- Page extract:
The NOW seems, at long last, to have run out of excuses for its 'journalism'.
Which is sad, for such a crusading, high-minded newspaper, always alert to exposing sinners in high and low places. Like a great many Jamaicans, the zealots of the NOW cannot abide the idea that somewhere, someone may be having more fun than they are – and are determined to get to the bottom of these iniquities and abominations.
One almost had to sympathise with the newspaper's fury when, last year, a high court judge decided that the paper had no right to pay prostitutes to film their client, Max Mosley, in a sadomasochistic romp in which Mr Mosley paid the prostitutes to dress up like prison guards and flog him. The court decided that the NOW had no right to invade Mr Mosley's privacy and ordered the newspaper to pay him damages and costs totalling more than three quarters of a million pounds.
The NOW, in its outraged reaction, insisted that public figures must maintain "standards".
"It is not for the powerful and the influential to run to the courts to gag newspapers from publishing stories that are true", the newspaper thundered, proclaiming "This is all about the public's right to know".
I cannot imagine why the public needed to know that Mr Mosley, like many Englishmen, is addicted to being whipped. You pays your money and you takes your choice, as the saying is, and if no one else is being hurt, the problem would seem to be in the minds of people even more maladjusted than Mr Mosley who are compelled to poke their noses into other people's business and to judge them and scandalise them.
According to Nick Davies in the `Guardian this week, almost as those high-minded words were being published by the NOW, the newspaper was itself engaged in using the courts to cover up a disgraceful history of criminal misbehaviour driven by the need to invade the privacy of hundreds of people, most of them guilty only of being well known.
You may recollect that about two years ago an English reporter, Clive `Goodman, was jailed for hacking into the phones of three members of the staff of St. James' Palace. A private investigator who had abetted Goodman admitted hacking into the phones of five other targets, including the chief executive of the Professional Footballers Association, Gordon Taylor.

- What to do:
**a.** Condense the paragraph of the column on the NOW that begins "One almost had to sympathise" into two or three sentences, keeping its main facts.
**b.** Reproduce word for word the passage of the column on the NOW between "Which is sad, for" and "a million pounds.", inclusive.

- Stored data:
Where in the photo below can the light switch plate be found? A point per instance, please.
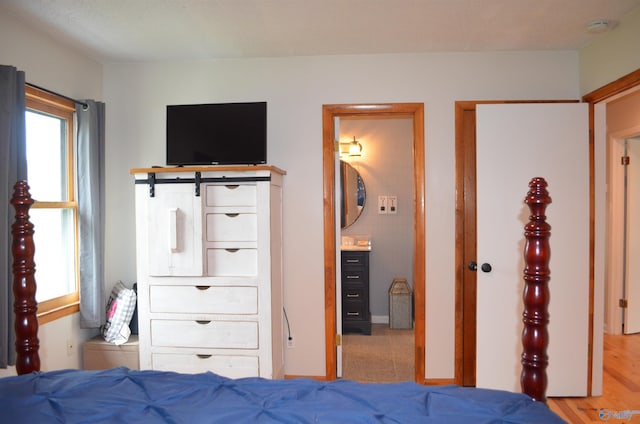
(382, 205)
(392, 204)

- Written answers:
**a.** Last year a high court judge ruled that the NOW had no right to pay prostitutes to film their client, Max Mosley, in a sadomasochistic session in which he paid them to dress as prison guards and flog him. Finding that the paper had invaded his privacy, the court ordered it to pay him damages and costs totaling more than three quarters of a million pounds.

**b.**
Which is sad, for such a crusading, high-minded newspaper, always alert to exposing sinners in high and low places. Like a great many Jamaicans, the zealots of the NOW cannot abide the idea that somewhere, someone may be having more fun than they are – and are determined to get to the bottom of these iniquities and abominations.
One almost had to sympathise with the newspaper's fury when, last year, a high court judge decided that the paper had no right to pay prostitutes to film their client, Max Mosley, in a sadomasochistic romp in which Mr Mosley paid the prostitutes to dress up like prison guards and flog him. The court decided that the NOW had no right to invade Mr Mosley's privacy and ordered the newspaper to pay him damages and costs totalling more than three quarters of a million pounds.